> [Task goal]
From the data below, copy each line that includes the word "shirt".

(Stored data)

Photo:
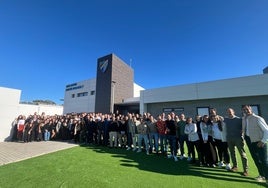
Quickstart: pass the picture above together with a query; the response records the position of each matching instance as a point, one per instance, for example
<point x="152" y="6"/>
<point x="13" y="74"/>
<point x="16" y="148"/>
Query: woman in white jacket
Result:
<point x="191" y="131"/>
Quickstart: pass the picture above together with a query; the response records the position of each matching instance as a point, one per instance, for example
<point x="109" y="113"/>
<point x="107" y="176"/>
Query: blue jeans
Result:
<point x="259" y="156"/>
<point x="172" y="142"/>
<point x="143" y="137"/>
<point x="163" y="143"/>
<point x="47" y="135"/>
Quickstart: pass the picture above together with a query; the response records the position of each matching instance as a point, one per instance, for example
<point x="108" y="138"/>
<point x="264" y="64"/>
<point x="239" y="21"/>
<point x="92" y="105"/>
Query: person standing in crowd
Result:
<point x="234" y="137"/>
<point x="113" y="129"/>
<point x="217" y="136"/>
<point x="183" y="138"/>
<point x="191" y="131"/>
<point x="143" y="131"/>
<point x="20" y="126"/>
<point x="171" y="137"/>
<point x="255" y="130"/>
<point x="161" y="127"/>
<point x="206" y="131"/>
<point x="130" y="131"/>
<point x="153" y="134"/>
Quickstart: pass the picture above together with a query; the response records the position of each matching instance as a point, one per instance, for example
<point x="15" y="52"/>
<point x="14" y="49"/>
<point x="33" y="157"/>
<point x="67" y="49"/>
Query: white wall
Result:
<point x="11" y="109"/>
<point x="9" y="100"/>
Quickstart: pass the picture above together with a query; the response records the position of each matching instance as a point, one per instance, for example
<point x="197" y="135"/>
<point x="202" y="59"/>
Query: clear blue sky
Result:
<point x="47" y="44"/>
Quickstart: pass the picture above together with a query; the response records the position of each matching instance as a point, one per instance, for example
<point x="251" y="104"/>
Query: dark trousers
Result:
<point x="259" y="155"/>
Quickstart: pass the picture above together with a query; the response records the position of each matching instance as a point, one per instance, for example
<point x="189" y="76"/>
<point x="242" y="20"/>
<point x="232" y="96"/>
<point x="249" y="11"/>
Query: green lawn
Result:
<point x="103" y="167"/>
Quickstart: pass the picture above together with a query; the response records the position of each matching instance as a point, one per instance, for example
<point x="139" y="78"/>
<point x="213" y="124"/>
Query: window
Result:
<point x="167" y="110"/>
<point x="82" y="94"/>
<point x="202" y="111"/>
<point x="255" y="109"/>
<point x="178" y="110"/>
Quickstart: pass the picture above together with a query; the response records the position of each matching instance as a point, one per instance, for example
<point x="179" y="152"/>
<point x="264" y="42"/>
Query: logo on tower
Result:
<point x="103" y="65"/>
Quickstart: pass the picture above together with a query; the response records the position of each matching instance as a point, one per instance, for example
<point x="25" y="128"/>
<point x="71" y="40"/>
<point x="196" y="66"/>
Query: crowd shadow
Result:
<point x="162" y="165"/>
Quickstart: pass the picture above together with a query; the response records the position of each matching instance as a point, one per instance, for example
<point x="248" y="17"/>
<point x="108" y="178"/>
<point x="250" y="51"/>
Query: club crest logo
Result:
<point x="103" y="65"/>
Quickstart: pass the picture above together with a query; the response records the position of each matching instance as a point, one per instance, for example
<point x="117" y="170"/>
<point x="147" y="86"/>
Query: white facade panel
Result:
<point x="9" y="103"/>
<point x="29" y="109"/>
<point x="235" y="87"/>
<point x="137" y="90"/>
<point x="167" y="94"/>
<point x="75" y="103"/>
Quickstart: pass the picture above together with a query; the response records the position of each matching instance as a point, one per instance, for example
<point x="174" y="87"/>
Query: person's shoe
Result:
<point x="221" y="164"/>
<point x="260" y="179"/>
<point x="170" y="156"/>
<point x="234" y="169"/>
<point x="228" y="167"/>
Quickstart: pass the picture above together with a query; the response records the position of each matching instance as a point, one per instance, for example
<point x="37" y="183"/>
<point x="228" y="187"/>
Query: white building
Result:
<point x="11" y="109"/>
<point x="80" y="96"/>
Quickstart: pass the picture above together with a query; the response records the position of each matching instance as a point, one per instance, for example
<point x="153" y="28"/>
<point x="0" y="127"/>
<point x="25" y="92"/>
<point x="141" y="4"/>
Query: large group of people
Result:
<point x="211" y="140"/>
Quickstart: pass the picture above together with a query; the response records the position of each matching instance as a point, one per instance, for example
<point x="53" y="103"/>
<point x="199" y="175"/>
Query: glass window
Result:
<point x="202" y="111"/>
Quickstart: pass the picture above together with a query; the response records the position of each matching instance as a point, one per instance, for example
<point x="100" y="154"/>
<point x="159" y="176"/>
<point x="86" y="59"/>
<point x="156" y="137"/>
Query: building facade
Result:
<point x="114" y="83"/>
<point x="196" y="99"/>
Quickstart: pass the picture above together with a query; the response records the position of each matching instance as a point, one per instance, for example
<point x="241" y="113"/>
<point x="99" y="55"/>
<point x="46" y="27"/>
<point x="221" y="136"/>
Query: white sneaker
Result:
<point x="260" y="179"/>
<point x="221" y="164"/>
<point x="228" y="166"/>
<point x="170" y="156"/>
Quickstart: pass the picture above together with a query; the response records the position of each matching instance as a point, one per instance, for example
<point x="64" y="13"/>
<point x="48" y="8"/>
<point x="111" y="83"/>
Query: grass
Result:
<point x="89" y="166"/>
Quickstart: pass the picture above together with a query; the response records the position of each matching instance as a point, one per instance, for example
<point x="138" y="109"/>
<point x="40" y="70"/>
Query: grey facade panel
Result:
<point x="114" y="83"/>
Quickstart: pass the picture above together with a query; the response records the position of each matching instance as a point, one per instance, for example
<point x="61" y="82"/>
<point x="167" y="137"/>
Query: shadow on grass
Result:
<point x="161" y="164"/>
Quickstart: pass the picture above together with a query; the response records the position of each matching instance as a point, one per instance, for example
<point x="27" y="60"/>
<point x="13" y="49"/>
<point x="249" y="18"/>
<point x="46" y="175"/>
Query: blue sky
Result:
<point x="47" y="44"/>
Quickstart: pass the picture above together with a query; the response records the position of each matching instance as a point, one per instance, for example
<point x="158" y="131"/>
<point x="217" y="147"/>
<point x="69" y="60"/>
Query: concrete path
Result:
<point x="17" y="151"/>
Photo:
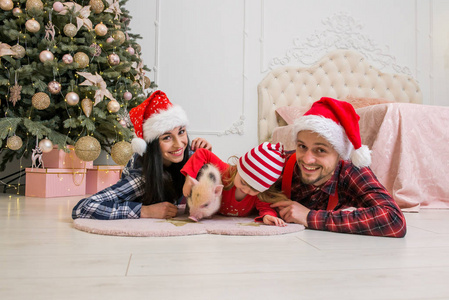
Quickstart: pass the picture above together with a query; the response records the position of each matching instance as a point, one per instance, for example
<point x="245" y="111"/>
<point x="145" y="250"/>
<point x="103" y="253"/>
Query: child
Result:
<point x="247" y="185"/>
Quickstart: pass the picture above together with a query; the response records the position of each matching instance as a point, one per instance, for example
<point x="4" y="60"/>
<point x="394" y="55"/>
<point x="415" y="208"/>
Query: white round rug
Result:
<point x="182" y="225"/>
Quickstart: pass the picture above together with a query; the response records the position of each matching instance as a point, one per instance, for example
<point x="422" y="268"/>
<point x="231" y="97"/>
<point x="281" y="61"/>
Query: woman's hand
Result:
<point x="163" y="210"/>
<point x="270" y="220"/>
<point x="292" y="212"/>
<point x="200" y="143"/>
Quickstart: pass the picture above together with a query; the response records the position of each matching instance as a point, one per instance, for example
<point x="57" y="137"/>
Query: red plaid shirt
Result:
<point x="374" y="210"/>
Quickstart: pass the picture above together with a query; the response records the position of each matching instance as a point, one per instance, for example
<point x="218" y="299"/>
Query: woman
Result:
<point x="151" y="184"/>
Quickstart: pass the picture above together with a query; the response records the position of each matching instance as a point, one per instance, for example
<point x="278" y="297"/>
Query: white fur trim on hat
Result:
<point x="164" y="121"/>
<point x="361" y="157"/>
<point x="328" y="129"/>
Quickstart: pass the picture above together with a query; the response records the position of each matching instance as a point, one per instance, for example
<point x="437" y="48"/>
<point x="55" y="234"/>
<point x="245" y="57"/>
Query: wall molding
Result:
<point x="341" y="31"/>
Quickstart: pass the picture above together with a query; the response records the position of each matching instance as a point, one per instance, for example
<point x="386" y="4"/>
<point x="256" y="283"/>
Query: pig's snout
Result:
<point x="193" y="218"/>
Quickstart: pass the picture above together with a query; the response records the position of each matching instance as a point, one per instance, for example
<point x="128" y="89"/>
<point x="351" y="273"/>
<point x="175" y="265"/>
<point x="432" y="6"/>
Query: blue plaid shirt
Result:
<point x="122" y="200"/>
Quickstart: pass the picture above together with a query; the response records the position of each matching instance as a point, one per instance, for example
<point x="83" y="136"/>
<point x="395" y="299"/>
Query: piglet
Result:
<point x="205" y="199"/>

> [Solution]
Query: red plaid shirt
Query: blue plaid shirt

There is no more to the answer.